▸ Section du document:
<<<<

Dans cet épisode d’IFC Audio Stories, nous nous penchons sur les travaux de recherche sur lesquels repose le nouveau rapport de la Société financière internationale (IFC) intitulé Opportunités du numérique dans les entreprises africaines. Nous recevons Marcio Cruz, économiste principal à IFC et Mark Dutz, économiste à IFC, qui nous parlent respectivement de la sous-utilisation des outils numériques par les entreprises africaines et de la place des technologies numériques dans les micro-entreprises d'Afrique subsaharienne. Découvrez les solutions à mettre en place pour libérer le potentiel numérique de l'Afrique et renforcer le rôle essentiel que joue le secteur privé dans cette transformation.
Les entretiens sont en anglais. La transcription française est disponible ci-dessous.
Bienvenue dans ce nouvel épisode d’IFC Audio Stories, sur les solutions du secteur privé aux défis du développement mondial. Je m'appelle Lindy Mtongana.
Aujourd'hui, nous examinons un nouveau rapport de la Société financière internationale (IFC) intitulé Opportunités du numérique dans les entreprises africaines. Le rapport présente de nouvelles données et analyses visant à aider les entreprises africaines à mieux utiliser les technologies numériques.
Dans l'épisode d'aujourd'hui, Marcio Cruz, économiste principal à IFC, nous présente les principales conclusions du rapport et nous parle plus en détails de l'utilisation des technologies numériques par les microentreprises africaines.
« Ce travail met en lumière l'utilisation par les très petites entreprises et les micro-entreprises des technologies numériques basées sur l’internet, qui est étonnamment faible. Moins de 7 % de ces entreprises utilisent des smartphones, moins de 6 % des ordinateurs et 20 % des micro-entreprises n'utilisent aucun téléphone portable. »
Mon collègue Brian Beary s'entretient ensuite avec Mark Dutz, économiste à IFC, qui a également contribué à l’étude.
Restez avec nous. Vous écoutez IFC Audio Stories.
Première partie : Marcio Cruz
Lindy : Marcio, lorsque nous examinons les principaux résultats de l’étude, nous constatons qu'une grande majorité d'entreprises africaines ont accès à l'internet, mais que peu d'entre elles utilisent les technologies numériques dans le cadre de leurs activités. C'est ce que vous appelez une utilisation incomplète. Pouvez-vous nous expliquer ce que cela signifie ?

>>>>

Lignes extraites d'une collection:

<<<<

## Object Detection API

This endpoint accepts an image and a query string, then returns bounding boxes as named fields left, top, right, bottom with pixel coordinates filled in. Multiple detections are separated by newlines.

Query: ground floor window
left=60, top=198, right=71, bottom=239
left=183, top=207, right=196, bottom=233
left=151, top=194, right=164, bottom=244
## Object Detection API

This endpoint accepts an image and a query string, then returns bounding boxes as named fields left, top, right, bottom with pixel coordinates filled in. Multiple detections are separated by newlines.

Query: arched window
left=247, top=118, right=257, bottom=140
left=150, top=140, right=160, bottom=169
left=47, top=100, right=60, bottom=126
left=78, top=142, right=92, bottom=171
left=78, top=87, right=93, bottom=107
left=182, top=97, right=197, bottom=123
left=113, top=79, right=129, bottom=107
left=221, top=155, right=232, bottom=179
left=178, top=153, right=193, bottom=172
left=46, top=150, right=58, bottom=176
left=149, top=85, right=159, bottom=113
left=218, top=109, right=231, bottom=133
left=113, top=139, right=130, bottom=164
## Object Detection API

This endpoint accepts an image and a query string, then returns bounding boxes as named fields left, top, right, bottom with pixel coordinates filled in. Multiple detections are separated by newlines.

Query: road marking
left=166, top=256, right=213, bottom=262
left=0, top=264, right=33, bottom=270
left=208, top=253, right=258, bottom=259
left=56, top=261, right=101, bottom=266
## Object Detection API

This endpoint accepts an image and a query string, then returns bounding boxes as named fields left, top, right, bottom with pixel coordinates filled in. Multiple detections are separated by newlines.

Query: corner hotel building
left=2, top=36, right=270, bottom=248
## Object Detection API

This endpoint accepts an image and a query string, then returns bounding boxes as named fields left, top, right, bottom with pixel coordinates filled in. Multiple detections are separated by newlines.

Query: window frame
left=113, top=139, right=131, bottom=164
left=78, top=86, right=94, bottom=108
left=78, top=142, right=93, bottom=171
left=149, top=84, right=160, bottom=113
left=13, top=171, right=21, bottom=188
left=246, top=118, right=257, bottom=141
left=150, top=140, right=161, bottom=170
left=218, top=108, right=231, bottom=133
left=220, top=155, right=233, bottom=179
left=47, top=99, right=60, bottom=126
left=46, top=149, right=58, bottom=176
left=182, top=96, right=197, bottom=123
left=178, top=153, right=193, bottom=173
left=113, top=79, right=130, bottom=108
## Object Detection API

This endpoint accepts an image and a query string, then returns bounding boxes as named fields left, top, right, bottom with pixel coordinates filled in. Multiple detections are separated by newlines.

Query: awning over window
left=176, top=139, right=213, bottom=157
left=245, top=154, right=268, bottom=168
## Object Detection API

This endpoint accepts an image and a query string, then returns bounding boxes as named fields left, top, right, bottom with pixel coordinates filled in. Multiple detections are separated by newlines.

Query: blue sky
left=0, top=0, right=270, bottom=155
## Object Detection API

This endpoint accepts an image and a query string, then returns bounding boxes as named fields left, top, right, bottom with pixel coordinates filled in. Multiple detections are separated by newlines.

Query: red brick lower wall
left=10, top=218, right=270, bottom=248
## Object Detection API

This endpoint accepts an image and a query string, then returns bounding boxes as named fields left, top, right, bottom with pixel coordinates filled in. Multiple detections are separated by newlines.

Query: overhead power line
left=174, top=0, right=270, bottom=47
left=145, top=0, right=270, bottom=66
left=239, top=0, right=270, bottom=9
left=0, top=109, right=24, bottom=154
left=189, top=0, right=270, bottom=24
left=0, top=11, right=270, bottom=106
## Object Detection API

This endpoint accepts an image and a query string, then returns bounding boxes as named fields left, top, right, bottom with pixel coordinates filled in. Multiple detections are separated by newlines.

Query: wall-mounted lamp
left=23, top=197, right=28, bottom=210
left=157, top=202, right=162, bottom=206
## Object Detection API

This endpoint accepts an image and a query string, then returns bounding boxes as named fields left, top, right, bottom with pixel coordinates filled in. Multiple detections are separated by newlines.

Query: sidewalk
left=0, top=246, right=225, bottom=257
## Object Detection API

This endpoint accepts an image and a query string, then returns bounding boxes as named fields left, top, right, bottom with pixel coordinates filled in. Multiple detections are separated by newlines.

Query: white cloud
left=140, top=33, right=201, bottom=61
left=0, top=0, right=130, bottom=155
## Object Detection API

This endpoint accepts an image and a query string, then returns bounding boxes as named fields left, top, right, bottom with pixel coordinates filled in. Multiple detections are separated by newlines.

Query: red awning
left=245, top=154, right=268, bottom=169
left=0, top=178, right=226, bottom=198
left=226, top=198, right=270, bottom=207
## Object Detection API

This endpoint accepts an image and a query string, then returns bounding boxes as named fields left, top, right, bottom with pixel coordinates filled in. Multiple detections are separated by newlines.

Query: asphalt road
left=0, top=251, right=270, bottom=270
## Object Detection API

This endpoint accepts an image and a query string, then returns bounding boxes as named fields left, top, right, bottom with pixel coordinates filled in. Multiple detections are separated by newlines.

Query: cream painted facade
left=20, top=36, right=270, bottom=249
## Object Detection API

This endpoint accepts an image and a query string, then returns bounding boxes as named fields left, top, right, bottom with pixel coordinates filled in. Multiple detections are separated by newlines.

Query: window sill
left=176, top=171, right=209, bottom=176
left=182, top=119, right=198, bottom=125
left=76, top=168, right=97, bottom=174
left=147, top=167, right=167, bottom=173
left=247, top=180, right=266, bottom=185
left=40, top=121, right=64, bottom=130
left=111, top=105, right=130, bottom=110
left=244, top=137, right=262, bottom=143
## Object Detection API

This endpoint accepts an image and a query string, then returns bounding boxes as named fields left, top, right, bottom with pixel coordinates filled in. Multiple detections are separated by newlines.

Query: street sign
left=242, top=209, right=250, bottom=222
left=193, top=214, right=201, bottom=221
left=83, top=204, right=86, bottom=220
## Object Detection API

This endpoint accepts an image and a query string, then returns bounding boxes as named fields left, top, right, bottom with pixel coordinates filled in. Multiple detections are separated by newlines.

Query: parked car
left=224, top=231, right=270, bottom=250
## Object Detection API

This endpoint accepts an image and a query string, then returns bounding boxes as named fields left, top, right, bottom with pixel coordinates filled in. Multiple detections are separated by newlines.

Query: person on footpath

>>>>

▸ Tâches à réaliser:
1. Traduisez en anglais cette phrase du texte sur les entreprises africaines : « Le rapport présente de nouvelles données et analyses visant à aider les entreprises africaines à mieux utiliser les technologies numériques. »
2. Selon le texte sur les entreprises africaines, quelle part des micro-entreprises n'utilise aucun téléphone portable ?
3. Poursuivez le texte sur les entreprises africaines à partir de sa dernière phrase.

▸ Résultats par tâche:
1. The report presents new data and analyses aimed at helping African businesses make better use of digital technologies.

2. 20 % des micro-entreprises n'utilisent aucun téléphone portable.

3.
Marcio Cruz : En fait, une grande partie des entreprises africaines ont accès à ce que nous appelons les facilitateurs numériques, c'est-à-dire les appareils ou la connectivité de base, comme les téléphones portables, les ordinateurs ou à l’utilisation d’Internet, que l’on qualifie généralement de technologie à usage général. Cependant, ces entreprises n'utilisent pas cette technologie pour effectuer des tâches productives. C'est ce qu'on appelle « la numérisation incomplète ». Ce n'est pas nécessairement un terme négatif, car cela signifie qu'il existe une opportunité significative de faire un meilleur usage de la technologie à laquelle vous avez déjà accès. Ainsi, nous observons qu'environ 86 % des entreprises comptant cinq travailleurs ou plus ont accès au moins à un téléphone portable, à un ordinateur ou à l'internet. Cependant, lorsque nous essayons de comprendre quelle est la part de ces entreprises qui utilisent ces technologies pour effectuer des tâches productives, nous observons qu'environ 60% d’entre elles les utilisent pour effectuer tout type de tâches productives, notamment l'administration et la planification des affaires, les ventes, le marketing, le paiement, le contrôle-qualité. Et lorsque nous demandons à ces dernières si ces technologies sont utilisées fréquemment pour effectuer ces tâches, nous observons que seulement 20 % de ces entreprises utilisent ces technologies de manière intensive. Cela signifie donc qu'il existe une opportunité significative de tirer parti de tous les investissements réalisés ces dernières années en termes d'infrastructure numérique en Afrique, afin d'offrir aux entreprises davantage d'opportunités de tirer pleinement parti de la numérisation.
Ce que nous montrons dans notre rapport, c'est que la numérisation, c'est-à-dire l'utilisation plus intensive de technologies plus sophistiquées, est fortement associée à des gains de productivité. Les entreprises qui utilisent ces technologies ont tendance à être plus productives. Mais surtout, elles ont tendance à croître plus rapidement et à créer plus d'emplois.
Lindy : Pourquoi ces entreprises ne profitent-elles pas de ces opportunités ? Quels sont les principaux obstacles ?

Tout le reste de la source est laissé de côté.